_Document_

-- START --

Petitioner filed a motion to suppress the drugs and firearm, arguing that Isaacson did not have authority to consent to the search of the vehicle. This Court denied Petitioner's motion to suppress, finding that Isaacson had both actual and apparent authority to consent to the search.Petitioner subsequently entered a conditional guilty plea to Count Four of the Indictment and reserved the right to appeal this Court's denial of the motion to suppress. The Court sentenced Petitioner to 60 months' custody.

Doc. 26.

Doc. 61.

Doc. 81.

Petitioner appealed this Court's denial of the motion to suppress. On November 16, 2011, the Tenth Circuit Court of Appeals affirmed the denial of the motion to suppress, agreeing that Isaacson had both actual and apparent authority to consent to the search of the vehicle. Defendant timely filed his § 2255 Motion on May 18, 2012.

United States v. Hunter, 663 F.3d 1136, 1144 (10th Cir. 2011).

III. Discussion- Ineffective Assistance of Counsel

Petitioner claims he is entitled to relief under § 2255 because both his trial counsel and appellate counsel provided ineffective assistance. Petitioner claims that his trial counsel failed to put forth a meritorious Fourth Amendment argument by failing to investigate relevant Kansas laws on unauthorized vehicle use. Petitioner claims that his trial counsel should have argued that, under Kansas unauthorized vehicle use laws, Isaacson was an unauthorized driver, and that Trooper Nicholas illegally placed Isaacson back in control of the rental vehicle in order to manufacture her apparent authority to consent to the search. Petitioner claims that his appellate counsel failed to advance this same meritorious argument.

-- END --

_What to do_
**a)** Output the passage of the court opinion starting at "Petitioner filed a" and ending at "May 18, 2012.".
**b)** Answer these questions about the court opinion:
(i) What sentence did the Court impose on Petitioner?
(ii) On what date did the Tenth Circuit Court of Appeals affirm the denial of the motion to suppress?
(iii) Which trooper does Petitioner claim placed Isaacson back in control of the rental vehicle?
**c)** Write the next part of the court opinion on Petitioner's ineffective assistance of counsel claim, picking up after its final sentence.
The items that come next are separate material and are not part of the court opinion.

_Dataset entries_
-- START --

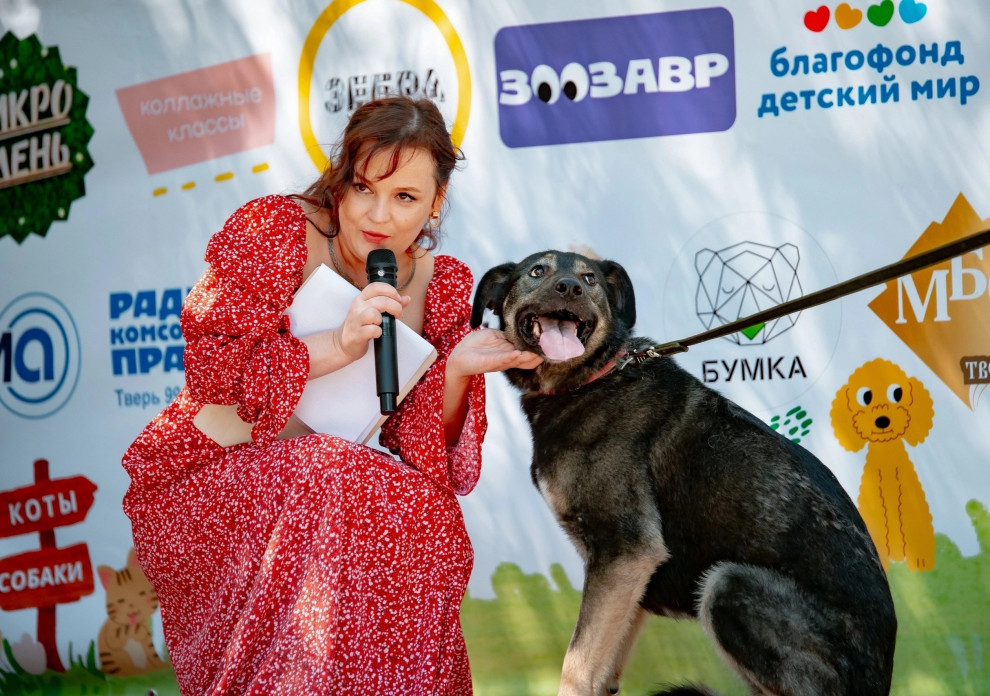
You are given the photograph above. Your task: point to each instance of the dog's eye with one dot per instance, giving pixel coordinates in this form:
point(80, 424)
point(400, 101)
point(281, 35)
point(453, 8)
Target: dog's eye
point(864, 396)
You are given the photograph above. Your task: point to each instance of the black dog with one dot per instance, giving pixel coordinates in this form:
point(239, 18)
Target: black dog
point(683, 504)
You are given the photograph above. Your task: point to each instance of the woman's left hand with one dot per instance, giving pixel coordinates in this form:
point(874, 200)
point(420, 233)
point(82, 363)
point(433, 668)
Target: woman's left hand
point(488, 350)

-- END --

_The responses_
**a)**
Petitioner filed a motion to suppress the drugs and firearm, arguing that Isaacson did not have authority to consent to the search of the vehicle. This Court denied Petitioner's motion to suppress, finding that Isaacson had both actual and apparent authority to consent to the search.Petitioner subsequently entered a conditional guilty plea to Count Four of the Indictment and reserved the right to appeal this Court's denial of the motion to suppress. The Court sentenced Petitioner to 60 months' custody.

Doc. 26.

Doc. 61.

Doc. 81.

Petitioner appealed this Court's denial of the motion to suppress. On November 16, 2011, the Tenth Circuit Court of Appeals affirmed the denial of the motion to suppress, agreeing that Isaacson had both actual and apparent authority to consent to the search of the vehicle. Defendant timely filed his § 2255 Motion on May 18, 2012.

**b)**
(i) 60 months' custody.
(ii) November 16, 2011.
(iii) Trooper Nicholas.

**c)**
A. Ineffective Assistance of Trial Counsel

Ineffective assistance of counsel claims, whether trial or appellate, are mixed questions of law and fact and are reviewed de novo. The Sixth Amendment guarantees that "[i]n all criminal prosecutions, the accused shall enjoy the right . . . to have the Assistance of Counsel for his defence." A successful claim of ineffective assistance of counsel must meet the two-pronged test set forth in Strickland v. Washington. First, a defendant must show that his counsel's performance was deficient in that it "fell below an objective standard of reasonableness." To meet this first prong, a defendant must demonstrate that the omissions of his counsel fell "outside the wide range of professionally competent assistance." This standard is "highly demanding." Strategic or tactical decisions on the part of counsel are presumed correct, unless they were "completely unreasonable, not merely wrong, so that [they] bear no relationship to a possible defense strategy." Judicial scrutiny of the adequacy of attorney performance must be very deferential: "[A] court must indulge a strong presumption that counsel's conduct falls within the wide range of reasonable professional assistance." Moreover, the reasonableness of the challenged conduct must be evaluated from counsel's perspective at the time of the alleged error; "every effort should be made to 'eliminate the distorting effects of hindsight.'"

Boyd v. Ward, 179 F.3d 904, 913 (10th Cir. 1999).

466 U.S. 668 (1984).

Id. at 688.

Id. at 690.

Kimmelman v. Morrison, 477 U.S. 365, 382 (1986).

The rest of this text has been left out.